§ **Information supplied**
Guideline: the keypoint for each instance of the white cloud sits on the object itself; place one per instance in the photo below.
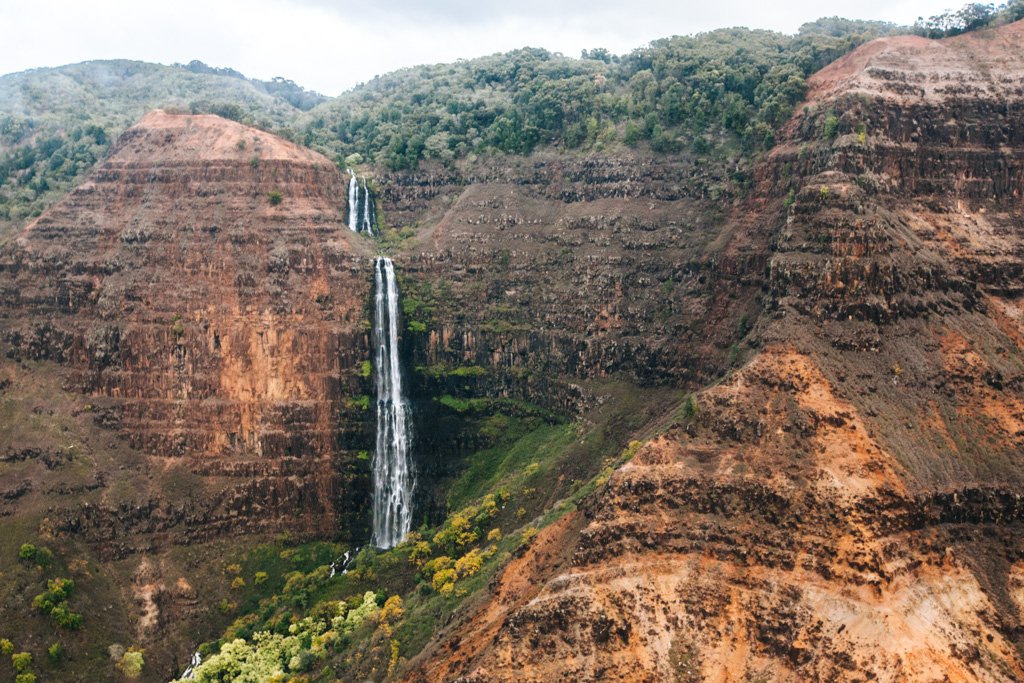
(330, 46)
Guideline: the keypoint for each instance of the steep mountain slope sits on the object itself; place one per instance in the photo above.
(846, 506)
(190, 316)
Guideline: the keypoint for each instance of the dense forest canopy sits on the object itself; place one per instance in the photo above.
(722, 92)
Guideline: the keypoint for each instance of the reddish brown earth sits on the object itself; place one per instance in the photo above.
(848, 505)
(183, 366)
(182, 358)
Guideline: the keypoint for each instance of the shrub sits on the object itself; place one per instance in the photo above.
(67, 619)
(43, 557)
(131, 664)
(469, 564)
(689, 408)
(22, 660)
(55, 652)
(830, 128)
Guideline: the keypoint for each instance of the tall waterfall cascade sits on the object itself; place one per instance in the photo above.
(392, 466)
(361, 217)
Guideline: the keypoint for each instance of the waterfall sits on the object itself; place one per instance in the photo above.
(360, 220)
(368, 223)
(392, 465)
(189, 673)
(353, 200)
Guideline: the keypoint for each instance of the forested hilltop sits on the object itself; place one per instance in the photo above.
==
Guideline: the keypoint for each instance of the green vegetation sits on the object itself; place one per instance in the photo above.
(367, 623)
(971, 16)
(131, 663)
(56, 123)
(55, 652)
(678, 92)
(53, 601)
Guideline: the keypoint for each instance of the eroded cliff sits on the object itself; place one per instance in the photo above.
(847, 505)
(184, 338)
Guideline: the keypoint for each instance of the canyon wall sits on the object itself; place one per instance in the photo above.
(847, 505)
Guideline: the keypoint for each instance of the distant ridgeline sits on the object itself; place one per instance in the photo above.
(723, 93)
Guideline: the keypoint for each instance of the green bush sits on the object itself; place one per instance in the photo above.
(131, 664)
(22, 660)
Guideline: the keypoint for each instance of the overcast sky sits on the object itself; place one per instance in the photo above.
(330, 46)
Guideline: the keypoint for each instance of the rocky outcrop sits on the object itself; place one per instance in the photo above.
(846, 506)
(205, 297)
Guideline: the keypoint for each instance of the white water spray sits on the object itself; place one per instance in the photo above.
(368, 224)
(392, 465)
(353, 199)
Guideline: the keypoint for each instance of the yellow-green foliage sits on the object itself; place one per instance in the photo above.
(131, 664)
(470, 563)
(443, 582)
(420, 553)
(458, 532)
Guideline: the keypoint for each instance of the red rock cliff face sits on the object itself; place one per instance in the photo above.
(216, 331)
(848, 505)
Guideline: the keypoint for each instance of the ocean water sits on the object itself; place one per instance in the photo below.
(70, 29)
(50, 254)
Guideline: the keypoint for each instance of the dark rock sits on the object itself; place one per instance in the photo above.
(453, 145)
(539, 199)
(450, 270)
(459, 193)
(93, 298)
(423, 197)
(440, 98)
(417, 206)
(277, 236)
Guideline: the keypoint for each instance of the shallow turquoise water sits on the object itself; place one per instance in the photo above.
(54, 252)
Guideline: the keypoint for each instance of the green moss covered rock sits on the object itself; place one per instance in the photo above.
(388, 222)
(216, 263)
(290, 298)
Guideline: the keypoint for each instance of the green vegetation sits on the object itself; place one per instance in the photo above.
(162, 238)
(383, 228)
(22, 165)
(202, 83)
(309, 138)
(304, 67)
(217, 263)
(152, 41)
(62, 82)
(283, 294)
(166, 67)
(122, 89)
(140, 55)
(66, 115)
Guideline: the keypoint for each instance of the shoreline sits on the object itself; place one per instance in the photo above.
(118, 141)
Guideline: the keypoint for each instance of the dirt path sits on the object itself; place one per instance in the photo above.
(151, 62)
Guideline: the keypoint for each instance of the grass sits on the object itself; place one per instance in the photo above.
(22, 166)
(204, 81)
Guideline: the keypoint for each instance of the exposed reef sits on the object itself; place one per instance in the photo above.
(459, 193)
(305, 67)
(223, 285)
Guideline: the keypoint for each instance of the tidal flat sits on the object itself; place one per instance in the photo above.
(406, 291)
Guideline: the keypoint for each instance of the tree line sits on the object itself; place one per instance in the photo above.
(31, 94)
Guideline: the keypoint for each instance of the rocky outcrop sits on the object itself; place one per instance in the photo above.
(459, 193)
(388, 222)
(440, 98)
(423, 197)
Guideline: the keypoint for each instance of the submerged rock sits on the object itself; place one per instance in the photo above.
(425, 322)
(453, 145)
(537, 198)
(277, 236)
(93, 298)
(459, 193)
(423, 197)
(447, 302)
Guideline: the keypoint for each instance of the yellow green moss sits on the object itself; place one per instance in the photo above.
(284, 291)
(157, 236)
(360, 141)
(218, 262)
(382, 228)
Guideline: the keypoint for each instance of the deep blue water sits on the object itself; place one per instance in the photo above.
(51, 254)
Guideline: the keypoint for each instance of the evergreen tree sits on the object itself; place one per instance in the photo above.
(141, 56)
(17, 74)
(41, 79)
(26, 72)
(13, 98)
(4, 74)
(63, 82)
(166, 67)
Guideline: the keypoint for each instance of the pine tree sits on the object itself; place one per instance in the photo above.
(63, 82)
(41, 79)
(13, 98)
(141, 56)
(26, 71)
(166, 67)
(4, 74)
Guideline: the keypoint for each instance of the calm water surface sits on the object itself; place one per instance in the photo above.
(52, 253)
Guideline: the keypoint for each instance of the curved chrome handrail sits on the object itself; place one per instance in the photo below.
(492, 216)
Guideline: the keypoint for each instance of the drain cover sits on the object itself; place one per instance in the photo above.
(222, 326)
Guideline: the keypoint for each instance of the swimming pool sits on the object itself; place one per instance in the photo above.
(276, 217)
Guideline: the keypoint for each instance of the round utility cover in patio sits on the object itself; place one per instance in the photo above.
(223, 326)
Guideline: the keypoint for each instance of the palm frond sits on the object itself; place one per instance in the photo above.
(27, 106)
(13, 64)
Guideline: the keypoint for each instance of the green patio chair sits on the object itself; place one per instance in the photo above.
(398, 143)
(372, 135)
* * *
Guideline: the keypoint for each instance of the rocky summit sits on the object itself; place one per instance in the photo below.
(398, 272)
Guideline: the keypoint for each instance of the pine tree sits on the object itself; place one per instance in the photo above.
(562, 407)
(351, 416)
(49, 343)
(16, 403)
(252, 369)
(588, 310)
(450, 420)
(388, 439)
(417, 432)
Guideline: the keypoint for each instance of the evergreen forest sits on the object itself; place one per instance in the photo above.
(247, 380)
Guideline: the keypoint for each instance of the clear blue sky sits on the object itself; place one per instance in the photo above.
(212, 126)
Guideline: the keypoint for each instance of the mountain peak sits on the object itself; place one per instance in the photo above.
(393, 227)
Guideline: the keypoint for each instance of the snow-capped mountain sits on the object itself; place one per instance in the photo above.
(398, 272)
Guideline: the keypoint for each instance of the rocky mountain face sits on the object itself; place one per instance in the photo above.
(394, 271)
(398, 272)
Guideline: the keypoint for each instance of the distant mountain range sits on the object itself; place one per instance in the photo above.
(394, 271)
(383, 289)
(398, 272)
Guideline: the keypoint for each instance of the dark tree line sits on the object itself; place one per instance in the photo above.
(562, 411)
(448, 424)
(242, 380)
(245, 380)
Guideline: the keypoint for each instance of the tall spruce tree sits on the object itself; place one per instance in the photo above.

§ **Objective**
Copy out the lines in the records between the line holding "Guideline: the keypoint for each instance of the dark tree" and the line holding "Guideline: the keypoint for each instance of the tall spruce", inclusive, with every "keypoint" swapped for "marker" and nothing else changed.

§ **Result of the exercise**
Guideline: the marker for each instance of the dark tree line sits on the object itself; place one per instance in the photo above.
(562, 411)
(448, 424)
(242, 380)
(245, 380)
Guideline: the marker for each instance of the tall spruce tree sits on the object itself; place one per instance in the photo above.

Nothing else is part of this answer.